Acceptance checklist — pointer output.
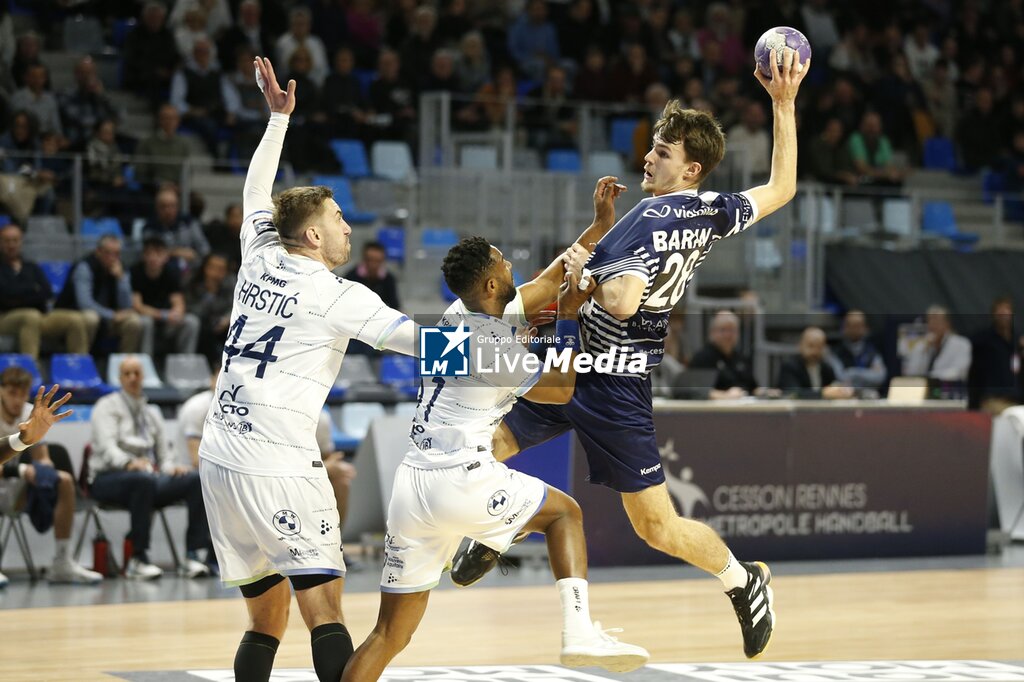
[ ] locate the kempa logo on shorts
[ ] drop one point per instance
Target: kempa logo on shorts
(498, 502)
(287, 522)
(445, 351)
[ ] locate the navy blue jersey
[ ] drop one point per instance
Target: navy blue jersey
(662, 241)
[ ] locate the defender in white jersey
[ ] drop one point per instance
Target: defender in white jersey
(271, 509)
(450, 484)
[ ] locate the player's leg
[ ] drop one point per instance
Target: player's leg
(530, 506)
(320, 602)
(398, 617)
(267, 601)
(656, 522)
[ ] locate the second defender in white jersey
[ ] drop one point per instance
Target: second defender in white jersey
(450, 484)
(271, 509)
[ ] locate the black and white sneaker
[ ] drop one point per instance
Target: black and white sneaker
(753, 604)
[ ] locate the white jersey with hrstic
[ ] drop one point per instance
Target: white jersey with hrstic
(291, 324)
(457, 416)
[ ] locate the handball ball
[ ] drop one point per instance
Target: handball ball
(776, 39)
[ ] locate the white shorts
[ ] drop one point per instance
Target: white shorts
(262, 525)
(432, 510)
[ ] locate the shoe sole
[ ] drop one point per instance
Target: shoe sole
(621, 663)
(771, 609)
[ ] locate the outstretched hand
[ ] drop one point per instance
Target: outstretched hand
(279, 100)
(785, 80)
(44, 415)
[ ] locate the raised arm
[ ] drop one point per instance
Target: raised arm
(542, 291)
(263, 167)
(44, 415)
(782, 87)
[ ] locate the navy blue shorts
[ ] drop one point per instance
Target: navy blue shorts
(613, 418)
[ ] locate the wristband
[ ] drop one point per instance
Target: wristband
(566, 335)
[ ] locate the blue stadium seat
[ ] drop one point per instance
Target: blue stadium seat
(938, 219)
(78, 373)
(96, 227)
(439, 239)
(24, 361)
(622, 135)
(352, 157)
(56, 272)
(401, 373)
(393, 241)
(343, 195)
(939, 154)
(392, 160)
(564, 161)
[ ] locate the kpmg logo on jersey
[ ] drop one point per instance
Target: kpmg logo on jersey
(444, 351)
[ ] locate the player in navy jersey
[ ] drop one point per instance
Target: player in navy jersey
(642, 267)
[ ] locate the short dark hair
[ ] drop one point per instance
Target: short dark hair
(15, 377)
(154, 243)
(466, 263)
(698, 132)
(293, 208)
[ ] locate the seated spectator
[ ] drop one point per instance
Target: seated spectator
(860, 364)
(166, 150)
(871, 153)
(752, 137)
(473, 69)
(995, 381)
(420, 47)
(392, 99)
(980, 132)
(551, 121)
(808, 375)
(532, 40)
(85, 104)
(38, 100)
(158, 297)
(224, 236)
(372, 271)
(133, 467)
(183, 236)
(192, 418)
(300, 35)
(25, 302)
(942, 354)
(204, 95)
(51, 493)
(344, 102)
(827, 158)
(735, 371)
(100, 289)
(151, 54)
(209, 296)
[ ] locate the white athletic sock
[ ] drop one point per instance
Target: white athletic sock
(61, 555)
(733, 574)
(576, 607)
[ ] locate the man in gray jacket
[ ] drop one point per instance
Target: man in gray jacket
(132, 466)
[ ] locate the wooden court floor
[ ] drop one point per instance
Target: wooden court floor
(972, 613)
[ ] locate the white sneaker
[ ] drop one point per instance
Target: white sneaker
(603, 650)
(194, 568)
(69, 571)
(138, 570)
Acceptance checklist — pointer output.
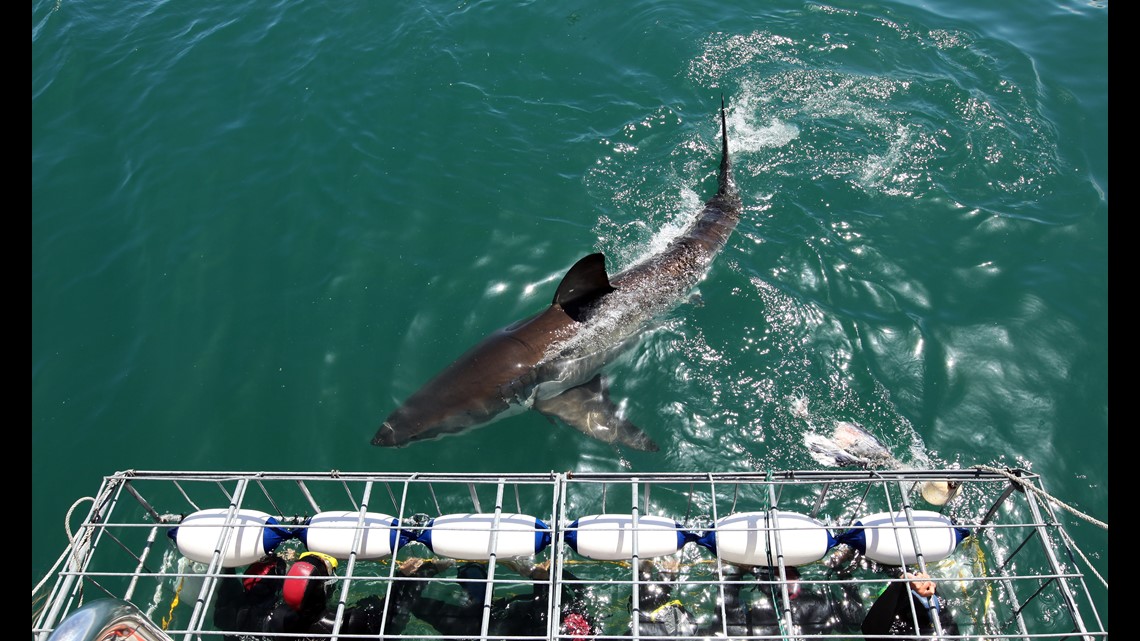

● ● ● ● ●

Copy every line above without changing anything, but leave out the pictures.

Acceptance checklist — pointer output.
[ ] locate the kempa logo on shorts
[ ] drop one point per instance
Target: kempa logo on shorts
(498, 502)
(287, 522)
(445, 351)
[ ] locate the navy blue jersey
[ ] drop one point per instance
Target: navy blue jersey
(662, 241)
[ ] locate the defender in white jersey
[ ] drop one point per instance
Target: defender in white jersey
(271, 509)
(450, 484)
[ ] locate the player's leg
[ ] drop one point per instance
Target: player's leg
(530, 506)
(320, 602)
(398, 617)
(267, 601)
(656, 522)
[ ] locate the second defender in white jersey
[ ] drop one point per instance
Target: second defender in white jersey
(450, 484)
(271, 509)
[ ] locate the black and white sneaker
[ ] drop one point per instance
Target: black and white sneaker
(753, 604)
[ ] locate the white jersey with hrstic
[ ] drop one point per instance
Target: white jersey with hrstic
(291, 324)
(457, 416)
[ ] locate the handball ball
[ ] drop one point per instance
Target: handball ball
(776, 39)
[ ] locate the white shorts
[ ] drop one point per instance
Target: white shorts
(262, 525)
(432, 510)
[ ] locate the shoe sole
[ ] drop one point per instance
Target: shoe sole
(621, 663)
(771, 609)
[ ] locate the outstretched hand
[ ] drop one point per instance
Target: outstretched hand
(279, 100)
(785, 80)
(44, 415)
[ ] locate the raised arm
[ ] drop one point per instance
Target: raised arm
(542, 291)
(263, 167)
(44, 415)
(782, 87)
[ ] locate the navy blue shorts
[ ] drop one point per instance
Target: navy blue shorts
(613, 418)
[ ] locate the wristband
[ ] drop one point per instance
Target: wristband
(566, 335)
[ ] locate the blue stadium seat
[ ] drop one point per instance
Target: blue stadium seat
(938, 219)
(78, 373)
(96, 227)
(439, 239)
(24, 361)
(622, 135)
(352, 157)
(56, 272)
(401, 373)
(393, 241)
(343, 195)
(939, 154)
(392, 160)
(564, 161)
[ ] locate the kpmg logo on jersey
[ ] drop one point per instance
Target: kpmg logo on jersey
(444, 351)
[ ] locate the player in navy jersey
[ ] drop one point per instance
Target: player in navy jersey
(642, 267)
[ ] locate the short dark hair
[ ] drop one point per instance
Target: short dark hair
(15, 377)
(154, 243)
(466, 263)
(698, 132)
(293, 208)
[ ] locate the seated spectator
[ ] drop one point per instance
Target: seated spectator
(860, 364)
(166, 150)
(871, 153)
(752, 137)
(473, 69)
(995, 381)
(420, 47)
(392, 99)
(980, 132)
(551, 121)
(808, 375)
(532, 40)
(85, 104)
(38, 100)
(158, 297)
(224, 236)
(372, 271)
(133, 467)
(183, 236)
(192, 418)
(300, 35)
(25, 302)
(942, 354)
(204, 95)
(51, 493)
(344, 102)
(827, 158)
(735, 371)
(100, 289)
(151, 54)
(209, 296)
[ ] locate the white athletic sock
[ ] drop one point per instance
Target: white athletic sock
(61, 555)
(733, 574)
(576, 607)
[ ] locate the man in gray jacket
[ ] drop one point per instance
Target: man in gray jacket
(132, 466)
[ ] locate the wooden court floor
[ ] drop one point per instance
Target: wooden court floor
(972, 613)
[ ] locate the white sneaker
[ ] drop one point per instance
Target: white sneaker
(603, 650)
(194, 568)
(69, 571)
(138, 570)
Acceptance checklist — pointer output.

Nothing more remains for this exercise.